For the listing below, output exactly the lines from the line with "Return each <instance>" up to and including the line with "positive clicks: (179, 63)", and no other lines.
** MATERIAL SUPPLIED follows **
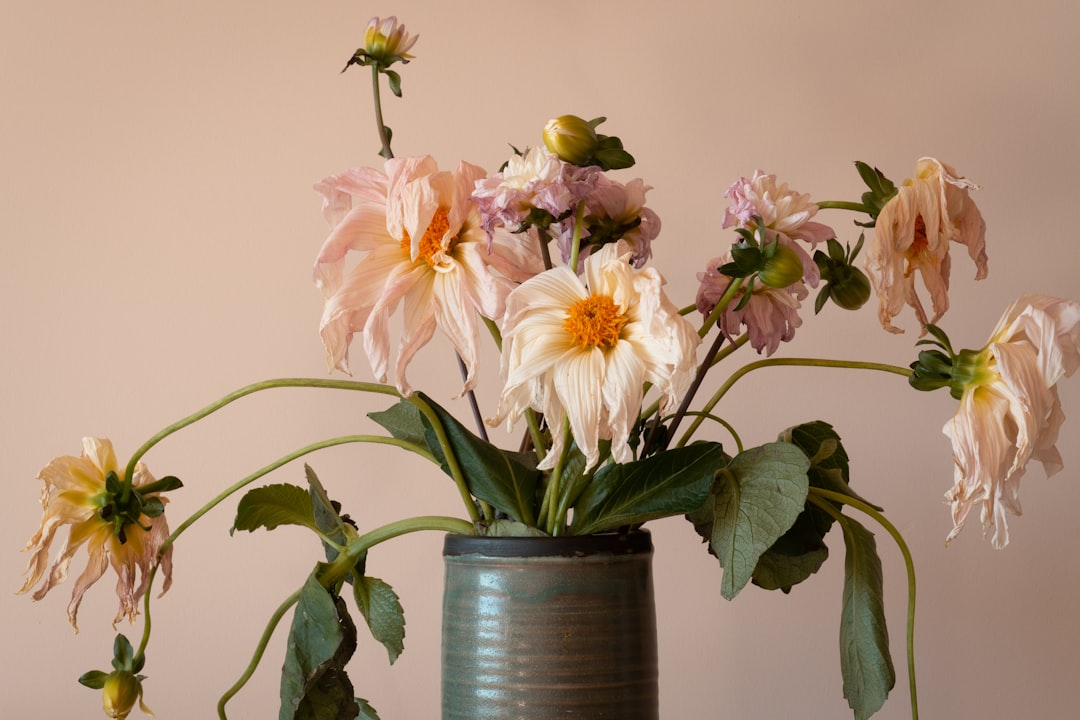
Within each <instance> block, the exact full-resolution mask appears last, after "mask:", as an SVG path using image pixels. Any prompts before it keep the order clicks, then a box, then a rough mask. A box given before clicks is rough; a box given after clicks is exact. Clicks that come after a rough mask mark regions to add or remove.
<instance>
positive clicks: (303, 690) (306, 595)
mask: <svg viewBox="0 0 1080 720" xmlns="http://www.w3.org/2000/svg"><path fill="white" fill-rule="evenodd" d="M305 494H307V493H305ZM318 573H319V567H316V569H315V571H314V572H312V574H311V575H309V576H308V581H307V582H306V583H305V584H303V588H302V589H301V592H300V599H299V601H298V602H297V606H296V611H295V613H294V615H293V627H292V628H291V629H289V633H288V646H287V648H286V650H285V664H284V666H283V667H282V674H281V710H280V711H279V716H278V717H279V720H356V717H357V715H359V714H360V706H359V705H357V704H356V701H355V698H354V697H353V689H352V682H350V681H349V676H348V675H347V674H346V671H345V666H346V664H347V663H348V662H349V658H350V657H352V653H353V652H354V651H355V650H356V626H355V625H353V623H352V620H351V619H350V617H349V613H348V611H347V610H346V607H345V602H343V601H342V600H341V598H338V597H334V596H332V595H330V594H329V593H328V592H327V590H326V588H325V587H323V586H322V585H321V584H320V583H319V580H318Z"/></svg>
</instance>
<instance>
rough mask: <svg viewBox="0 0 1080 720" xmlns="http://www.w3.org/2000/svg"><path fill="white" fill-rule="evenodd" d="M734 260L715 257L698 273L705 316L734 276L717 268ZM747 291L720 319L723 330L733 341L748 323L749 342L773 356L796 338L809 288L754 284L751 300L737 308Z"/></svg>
mask: <svg viewBox="0 0 1080 720" xmlns="http://www.w3.org/2000/svg"><path fill="white" fill-rule="evenodd" d="M730 261H731V256H730V255H725V256H723V257H718V258H714V259H713V260H712V261H710V263H708V268H707V269H706V270H705V272H700V273H698V282H700V283H701V286H700V287H699V288H698V299H697V305H698V311H699V312H701V313H702V314H703V315H708V314H710V313H711V312H713V309H714V308H715V307H716V303H717V302H718V301H719V299H720V298H721V297H723V296H724V294H725V293H726V291H727V289H728V286H730V285H731V279H730V277H728V276H727V275H725V274H723V273H720V272H719V271H718V268H719V267H720V266H723V264H725V263H727V262H730ZM745 294H746V290H745V288H744V289H741V290H740V291H739V293H738V294H737V295H735V296H734V297H733V298H731V302H730V303H728V307H727V308H726V309H725V310H724V312H723V314H721V315H720V318H719V326H720V331H721V332H723V334H724V335H725V336H726V337H727V338H728V339H729V340H732V341H734V339H735V337H738V335H739V331H740V328H741V327H742V326H743V325H745V326H746V332H747V334H748V336H750V344H751V347H753V348H754V350H756V351H757V352H758V353H760V352H765V354H766V355H771V354H772V353H774V352H777V349H778V348H780V343H781V342H787V341H789V340H792V339H793V338H794V337H795V329H796V328H798V327H799V326H800V325H802V318H801V317H799V313H798V311H799V309H800V308H801V307H802V304H801V302H800V300H805V299H806V297H807V295H809V294H810V290H808V289H807V286H806V284H805V283H802V282H801V281H799V282H796V283H794V284H792V285H788V286H787V287H769V286H768V285H765V284H764V283H755V284H754V291H753V294H752V295H751V298H750V300H748V301H747V302H746V304H745V305H743V307H742V308H741V309H737V308H738V305H739V303H740V300H741V298H742V297H743V296H744V295H745Z"/></svg>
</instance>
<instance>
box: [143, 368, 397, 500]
mask: <svg viewBox="0 0 1080 720" xmlns="http://www.w3.org/2000/svg"><path fill="white" fill-rule="evenodd" d="M275 388H322V389H328V390H354V391H361V392H365V393H377V394H380V395H392V396H394V397H399V398H400V397H401V393H399V392H397V390H396V389H394V388H392V386H391V385H384V384H380V383H375V382H359V381H355V380H326V379H316V378H276V379H273V380H262V381H261V382H255V383H252V384H249V385H244V386H243V388H240V389H238V390H234V391H232V392H231V393H229V394H228V395H225V396H222V397H220V398H218V399H216V400H214V402H213V403H211V404H210V405H207V406H205V407H203V408H202V409H200V410H197V411H195V412H192V413H191V415H189V416H188V417H186V418H184V419H181V420H178V421H176V422H174V423H173V424H171V425H167V426H166V427H164V429H162V430H161V431H159V432H158V433H157V434H156V435H153V436H152V437H151V438H150V439H148V440H147V441H146V443H144V444H143V445H141V446H140V447H139V448H138V449H137V450H135V453H134V454H133V456H132V457H131V459H130V460H129V461H127V467H126V468H125V470H124V478H125V479H127V480H131V478H132V477H133V476H134V474H135V465H136V464H137V463H138V461H139V460H141V459H143V456H145V454H146V453H147V452H148V451H149V450H150V448H152V447H153V446H154V445H157V444H158V443H160V441H161V440H163V439H165V438H166V437H168V436H170V435H172V434H173V433H175V432H177V431H179V430H183V429H185V427H187V426H188V425H191V424H194V423H197V422H199V421H200V420H202V419H203V418H205V417H206V416H210V415H213V413H214V412H217V411H218V410H220V409H221V408H224V407H225V406H226V405H229V404H230V403H234V402H235V400H239V399H240V398H241V397H245V396H247V395H251V394H253V393H257V392H260V391H264V390H272V389H275Z"/></svg>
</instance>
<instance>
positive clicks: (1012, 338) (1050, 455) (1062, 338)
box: [943, 295, 1080, 547]
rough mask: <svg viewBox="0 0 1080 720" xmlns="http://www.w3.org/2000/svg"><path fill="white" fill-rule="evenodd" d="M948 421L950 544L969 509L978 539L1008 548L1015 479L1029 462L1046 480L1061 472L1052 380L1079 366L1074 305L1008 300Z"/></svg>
mask: <svg viewBox="0 0 1080 720" xmlns="http://www.w3.org/2000/svg"><path fill="white" fill-rule="evenodd" d="M971 364H972V367H971V368H970V375H971V377H972V378H973V379H972V380H971V381H970V382H969V383H968V384H966V385H964V388H963V392H962V395H961V397H960V407H959V409H958V410H957V413H956V417H954V418H953V419H951V420H950V421H949V422H947V423H946V424H945V427H944V429H943V432H944V433H945V434H946V435H947V436H948V437H949V438H951V440H953V459H954V463H955V480H956V483H955V485H954V486H953V489H950V490H949V491H948V493H946V495H945V497H946V499H947V500H948V501H949V503H951V506H953V524H954V528H953V531H951V532H949V534H948V540H949V541H950V540H953V539H954V538H956V535H957V534H958V533H959V532H960V530H961V529H962V528H963V524H964V519H966V518H967V516H968V513H969V512H970V511H971V508H972V507H974V506H976V505H978V506H981V515H982V521H983V532H984V534H987V533H989V531H990V530H991V529H993V530H994V536H993V539H991V543H993V544H994V546H995V547H1004V546H1005V545H1007V544H1009V526H1008V524H1007V521H1005V514H1007V513H1011V514H1013V515H1020V514H1021V506H1020V479H1021V477H1022V476H1023V475H1024V470H1025V467H1026V465H1027V462H1028V461H1029V460H1032V459H1034V460H1038V461H1039V462H1041V463H1042V467H1043V470H1044V471H1045V473H1047V475H1048V476H1050V475H1053V474H1054V473H1056V472H1057V471H1059V470H1062V467H1063V464H1062V457H1061V454H1059V453H1058V451H1057V448H1056V447H1055V444H1056V443H1057V435H1058V431H1059V430H1061V426H1062V423H1063V421H1064V420H1065V416H1064V413H1063V412H1062V408H1061V402H1059V399H1058V395H1057V388H1056V385H1057V382H1058V381H1059V380H1061V379H1062V378H1064V377H1068V376H1070V375H1072V372H1074V371H1075V370H1076V369H1077V367H1078V366H1080V303H1077V302H1074V301H1071V300H1062V299H1057V298H1050V297H1044V296H1039V295H1025V296H1022V297H1021V298H1020V299H1018V300H1017V301H1016V302H1014V303H1013V304H1012V305H1011V307H1010V308H1009V310H1008V311H1007V312H1005V314H1004V315H1003V316H1002V318H1001V321H1000V322H999V323H998V326H997V328H995V330H994V334H993V336H991V337H990V340H989V342H988V343H987V344H986V347H985V348H983V350H982V351H981V352H980V353H977V355H976V356H974V358H973V359H972V361H971Z"/></svg>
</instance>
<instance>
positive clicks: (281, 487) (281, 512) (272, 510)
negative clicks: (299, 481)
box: [232, 484, 319, 532]
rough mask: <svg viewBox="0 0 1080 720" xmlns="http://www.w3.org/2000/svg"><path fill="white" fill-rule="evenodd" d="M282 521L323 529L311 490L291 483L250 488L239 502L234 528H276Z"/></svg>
mask: <svg viewBox="0 0 1080 720" xmlns="http://www.w3.org/2000/svg"><path fill="white" fill-rule="evenodd" d="M281 525H299V526H302V527H305V528H311V529H312V530H314V531H315V532H318V531H319V526H318V524H316V522H315V515H314V510H313V508H312V505H311V495H309V494H308V491H307V490H305V489H303V488H299V487H297V486H295V485H288V484H281V485H268V486H266V487H261V488H255V489H254V490H248V491H247V493H246V494H244V497H243V498H241V499H240V502H239V503H238V504H237V519H235V521H234V522H233V525H232V530H233V531H235V530H247V531H251V532H254V531H255V530H257V529H259V528H266V529H267V530H273V529H274V528H276V527H278V526H281Z"/></svg>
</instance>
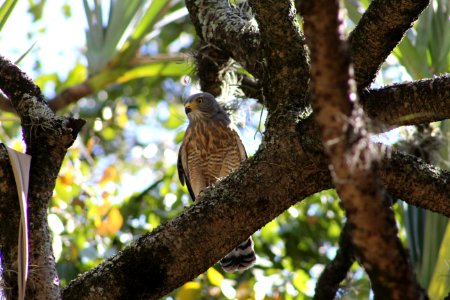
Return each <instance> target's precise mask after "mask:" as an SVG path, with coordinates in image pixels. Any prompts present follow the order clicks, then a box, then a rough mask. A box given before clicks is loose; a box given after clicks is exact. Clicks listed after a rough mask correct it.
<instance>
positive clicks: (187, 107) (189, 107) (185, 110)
mask: <svg viewBox="0 0 450 300" xmlns="http://www.w3.org/2000/svg"><path fill="white" fill-rule="evenodd" d="M184 111H185V112H186V115H187V114H188V113H190V112H191V111H192V107H191V103H186V104H185V105H184Z"/></svg>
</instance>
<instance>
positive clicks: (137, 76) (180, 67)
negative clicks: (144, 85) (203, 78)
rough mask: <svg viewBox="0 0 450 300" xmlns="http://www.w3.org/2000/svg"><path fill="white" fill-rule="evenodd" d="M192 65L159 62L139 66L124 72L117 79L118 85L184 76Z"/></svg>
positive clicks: (179, 63)
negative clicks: (171, 76)
mask: <svg viewBox="0 0 450 300" xmlns="http://www.w3.org/2000/svg"><path fill="white" fill-rule="evenodd" d="M189 68H191V66H190V65H188V64H187V63H185V62H179V63H174V62H169V63H164V62H162V63H161V62H157V63H150V64H147V65H143V66H137V67H134V68H132V69H130V70H127V71H124V72H123V74H121V76H120V77H119V78H118V79H117V83H124V82H127V81H130V80H133V79H137V78H142V77H152V76H172V77H176V76H182V75H186V74H188V73H189Z"/></svg>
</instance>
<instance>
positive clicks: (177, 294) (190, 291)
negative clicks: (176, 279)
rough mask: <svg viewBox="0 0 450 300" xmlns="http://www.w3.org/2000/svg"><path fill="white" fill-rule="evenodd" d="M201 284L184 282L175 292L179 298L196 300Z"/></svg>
mask: <svg viewBox="0 0 450 300" xmlns="http://www.w3.org/2000/svg"><path fill="white" fill-rule="evenodd" d="M200 290H201V285H200V283H198V282H194V281H189V282H186V283H185V284H184V285H183V286H182V287H181V288H180V289H179V290H178V293H177V299H179V300H196V299H198V297H199V296H200Z"/></svg>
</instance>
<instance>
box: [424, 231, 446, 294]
mask: <svg viewBox="0 0 450 300" xmlns="http://www.w3.org/2000/svg"><path fill="white" fill-rule="evenodd" d="M449 293H450V223H449V224H448V225H447V229H446V231H445V235H444V238H443V239H442V243H441V247H440V250H439V254H438V259H437V261H436V267H435V268H434V271H433V275H432V279H431V281H430V285H429V287H428V296H429V297H430V299H444V298H445V296H447V295H448V294H449Z"/></svg>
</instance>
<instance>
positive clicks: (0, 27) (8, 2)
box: [0, 0, 17, 31]
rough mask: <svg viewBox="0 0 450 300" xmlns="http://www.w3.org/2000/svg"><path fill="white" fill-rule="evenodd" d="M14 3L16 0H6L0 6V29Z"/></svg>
mask: <svg viewBox="0 0 450 300" xmlns="http://www.w3.org/2000/svg"><path fill="white" fill-rule="evenodd" d="M16 4H17V0H6V1H5V2H4V3H3V4H2V6H1V7H0V31H1V30H2V28H3V26H4V25H5V24H6V21H7V20H8V17H9V16H10V15H11V12H12V11H13V10H14V6H16Z"/></svg>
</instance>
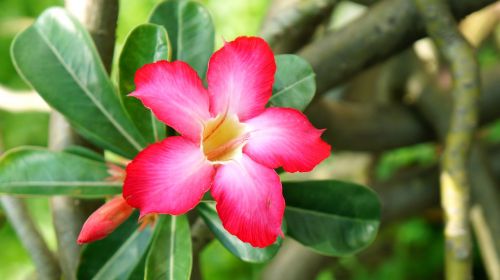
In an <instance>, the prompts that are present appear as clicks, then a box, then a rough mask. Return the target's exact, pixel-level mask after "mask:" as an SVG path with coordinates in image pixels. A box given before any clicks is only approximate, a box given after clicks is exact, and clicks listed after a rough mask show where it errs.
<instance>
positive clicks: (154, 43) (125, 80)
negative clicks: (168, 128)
mask: <svg viewBox="0 0 500 280" xmlns="http://www.w3.org/2000/svg"><path fill="white" fill-rule="evenodd" d="M170 57H171V52H170V42H169V41H168V35H167V32H166V31H165V29H164V28H163V27H162V26H158V25H155V24H143V25H139V26H138V27H136V28H135V29H134V30H132V32H131V33H130V35H128V37H127V40H126V41H125V45H124V46H123V50H122V53H121V55H120V60H119V69H120V73H119V84H120V96H121V99H122V103H123V105H124V106H125V109H126V110H127V112H128V113H129V115H130V117H131V118H132V121H134V123H135V125H136V126H137V127H138V128H139V130H140V131H141V133H142V134H143V135H144V136H145V137H146V139H147V140H148V141H149V142H150V143H154V142H157V141H159V140H161V139H163V138H165V130H166V127H165V124H163V123H162V122H160V121H159V120H158V119H156V117H155V116H154V115H153V113H152V112H151V111H150V110H148V109H147V108H146V107H144V105H142V103H141V102H140V101H139V100H138V99H136V98H133V97H129V96H127V95H128V94H129V93H131V92H132V91H134V90H135V83H134V77H135V72H136V71H137V69H139V68H141V67H142V66H143V65H144V64H147V63H152V62H155V61H158V60H170Z"/></svg>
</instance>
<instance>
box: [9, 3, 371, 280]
mask: <svg viewBox="0 0 500 280" xmlns="http://www.w3.org/2000/svg"><path fill="white" fill-rule="evenodd" d="M149 4H152V1H151V3H148V5H149ZM193 26H194V27H195V28H194V27H193ZM188 27H190V28H188ZM214 30H215V27H214V26H213V23H212V20H211V17H210V13H209V12H208V11H207V10H206V8H205V7H204V6H203V5H201V4H199V3H197V2H191V1H177V0H169V1H167V2H162V3H159V4H158V6H156V8H154V9H153V12H152V13H151V15H150V17H149V23H144V24H143V25H140V26H139V27H136V28H135V29H134V30H133V31H132V32H131V33H130V34H129V35H128V37H127V38H126V39H125V40H124V41H123V45H122V49H121V54H120V56H119V57H120V58H119V59H118V61H117V63H116V64H115V69H114V70H113V71H114V73H116V74H117V75H118V86H119V88H116V86H115V84H114V82H113V80H112V79H111V78H110V77H109V76H108V75H107V74H106V72H105V70H104V67H103V65H102V63H101V61H100V59H99V57H98V54H97V51H96V49H95V46H94V44H93V43H92V41H91V38H90V36H89V34H88V33H87V31H86V30H85V29H84V28H83V27H82V26H81V24H80V23H79V22H78V21H77V20H76V19H75V18H74V17H73V16H71V15H69V14H68V13H67V12H66V11H64V10H63V9H61V8H50V9H48V10H45V11H44V12H43V13H41V15H39V16H38V18H37V19H36V20H35V21H34V23H33V24H32V25H30V26H29V27H27V29H25V30H24V31H22V32H21V33H19V34H18V35H17V37H16V39H15V40H14V41H13V43H12V49H11V53H12V59H13V61H14V63H15V66H16V68H17V70H18V71H19V73H20V74H21V75H22V76H23V78H24V79H25V80H26V82H28V84H30V85H31V86H32V87H33V88H34V89H35V90H36V91H37V92H38V93H39V94H40V95H41V96H42V97H43V98H44V99H45V101H46V102H47V103H48V104H49V105H51V106H52V107H53V108H54V109H56V110H58V111H59V112H60V113H62V114H63V115H64V116H65V117H66V118H67V119H68V120H69V122H70V123H71V125H72V126H73V128H74V129H76V130H77V131H78V132H79V133H80V134H81V135H82V136H84V137H85V138H86V139H87V140H89V141H90V142H92V143H93V144H95V145H96V146H99V147H100V148H103V149H105V150H108V151H111V152H112V153H114V154H115V155H119V156H123V157H125V158H129V159H130V158H133V157H134V156H135V155H136V153H137V152H138V151H139V150H141V149H142V148H143V147H144V146H146V145H147V144H148V143H152V142H155V141H158V140H159V139H161V138H163V137H164V135H165V134H166V133H165V130H166V129H165V127H162V126H160V125H159V123H158V121H157V120H155V119H154V116H152V115H151V114H150V113H149V112H147V111H145V110H141V108H139V107H138V104H137V103H133V102H132V101H130V98H127V97H126V94H127V93H129V92H130V91H131V90H133V81H132V79H133V73H134V72H135V71H136V70H137V69H138V68H139V67H140V66H142V65H143V64H144V63H148V62H153V61H156V60H159V59H181V60H185V61H187V62H189V63H190V64H191V65H192V66H193V67H194V68H195V69H196V70H197V71H198V73H199V74H200V76H203V75H204V73H205V68H206V65H207V61H208V58H209V56H210V54H211V53H212V52H213V50H214V44H215V37H214V36H215V31H214ZM145 42H147V43H145ZM276 62H277V68H278V71H277V73H276V78H275V80H276V82H275V84H274V86H273V94H274V95H273V97H272V99H271V100H270V103H269V104H268V105H269V106H284V107H293V108H296V109H300V110H304V109H305V108H306V107H307V105H308V104H309V102H310V101H311V100H312V99H313V97H314V93H315V89H316V86H315V80H314V73H313V72H312V69H311V67H310V66H309V65H308V63H307V62H306V61H305V60H303V59H302V58H299V57H298V56H295V55H280V56H277V57H276ZM46 77H57V79H47V78H46ZM6 80H8V78H6ZM14 80H15V78H14ZM9 83H10V82H9ZM12 83H13V84H15V83H16V82H12ZM42 121H43V124H44V125H45V127H46V124H47V123H46V122H47V116H46V115H43V118H41V120H38V122H42ZM45 127H42V128H45ZM42 128H40V129H41V132H40V134H41V135H42V136H43V137H41V138H37V139H45V138H46V136H47V135H46V130H45V129H42ZM16 141H19V137H17V138H16ZM4 142H5V141H4ZM7 143H8V142H7ZM17 144H19V142H16V145H17ZM27 144H38V145H44V144H46V143H45V142H44V141H35V143H27ZM5 146H6V147H13V146H15V145H14V144H12V145H10V144H9V145H5ZM75 151H76V152H75ZM107 159H109V158H107ZM107 172H108V171H107V166H106V164H105V163H104V162H103V161H102V160H101V159H100V158H95V157H94V156H91V157H89V156H88V153H87V152H85V151H84V150H83V152H82V149H80V148H76V149H73V150H68V151H63V152H52V151H48V150H46V149H40V148H20V149H14V150H11V151H9V152H7V153H5V154H4V155H3V157H2V158H1V159H0V193H1V194H16V195H19V194H22V195H37V196H39V195H44V196H52V195H69V196H72V197H82V196H84V197H88V196H92V197H95V196H98V197H108V196H111V195H115V194H117V193H119V192H120V186H119V185H117V183H116V182H110V181H109V180H108V179H109V174H108V173H107ZM283 185H284V196H285V200H286V201H287V203H288V205H289V206H288V208H287V209H286V216H285V218H286V222H285V223H284V225H283V228H284V229H285V230H284V232H286V233H287V234H288V236H290V237H292V238H294V239H296V240H298V241H299V242H301V243H302V244H304V245H306V246H308V247H310V248H312V249H314V250H315V251H317V252H320V253H323V254H326V255H333V256H345V255H350V254H354V253H356V252H358V251H360V250H362V249H363V248H365V247H366V246H368V245H369V244H370V243H371V242H372V241H373V240H374V238H375V236H376V234H377V230H378V225H379V220H380V202H379V201H378V198H377V196H376V195H375V194H374V193H373V192H372V191H370V190H369V189H368V188H366V187H364V186H359V185H354V184H351V183H347V182H341V181H334V180H329V181H317V182H314V181H304V182H299V183H298V182H295V183H292V182H284V183H283ZM198 210H199V213H200V215H201V216H202V217H203V218H204V219H205V221H206V222H207V224H208V226H209V228H210V229H211V230H212V231H213V232H214V235H215V237H216V238H217V240H218V241H219V242H220V243H221V244H223V245H224V246H225V247H226V248H227V249H228V250H229V252H231V253H232V254H234V255H235V256H236V257H238V258H240V259H242V260H244V261H247V262H254V263H258V262H265V261H269V260H270V259H271V258H272V257H273V256H274V254H276V253H277V251H278V250H279V247H280V245H281V239H280V240H278V241H277V243H275V244H274V245H272V246H271V247H268V248H265V249H256V248H253V247H251V246H249V245H248V244H245V243H243V242H241V241H239V240H237V239H235V238H234V237H233V236H231V235H229V234H228V233H227V232H225V230H224V228H223V227H221V225H220V221H219V220H218V217H217V216H216V215H214V213H215V212H214V210H213V203H212V202H206V203H205V204H202V205H200V206H199V209H198ZM136 219H137V217H136V216H135V217H132V218H130V219H129V220H128V221H127V222H126V223H125V224H123V225H122V226H121V227H120V228H119V229H118V230H117V231H116V232H115V233H113V234H112V235H111V236H109V237H108V238H107V239H104V240H102V241H98V242H96V243H93V244H90V245H88V246H86V247H85V249H84V250H83V252H82V261H81V263H80V267H79V271H78V275H79V277H80V278H82V279H84V278H89V277H93V278H94V279H132V278H134V277H137V276H138V275H140V276H141V277H142V276H143V275H145V277H146V278H148V279H149V278H155V279H156V278H157V277H159V276H161V277H163V276H165V275H168V276H170V277H171V278H172V279H187V278H189V275H190V271H191V262H192V256H191V254H190V251H191V249H190V247H191V244H190V243H191V239H190V238H189V224H188V221H187V217H185V216H178V217H173V216H163V217H161V218H160V219H159V221H158V222H157V223H156V225H155V227H154V228H150V227H146V229H144V230H138V229H137V224H136V223H135V221H136ZM331 233H332V234H331ZM103 248H106V249H105V250H103ZM180 249H182V250H180ZM255 269H256V270H258V266H255ZM252 271H253V268H252Z"/></svg>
** End of MATERIAL SUPPLIED **
(SOLUTION TO THIS EXERCISE)
Return each <instance> target's precise mask after "mask:" as an SVG path, with coordinates in image pixels. Any prompts present follow the order clicks, then a box, then a rough mask. A box given before clicks is loose; a box given after clicks is exact. Clicks listed after a rough mask correct it.
<instance>
positive clicks: (187, 107) (189, 107) (185, 110)
mask: <svg viewBox="0 0 450 300" xmlns="http://www.w3.org/2000/svg"><path fill="white" fill-rule="evenodd" d="M184 111H185V112H186V115H187V114H188V113H190V112H191V111H192V107H191V103H186V104H185V105H184Z"/></svg>
</instance>
<instance>
positive clicks: (137, 76) (180, 67)
negative clicks: (144, 85) (203, 78)
rough mask: <svg viewBox="0 0 450 300" xmlns="http://www.w3.org/2000/svg"><path fill="white" fill-rule="evenodd" d="M192 65L159 62L139 66L124 72L117 79L118 85L184 76Z"/></svg>
positive clicks: (179, 63)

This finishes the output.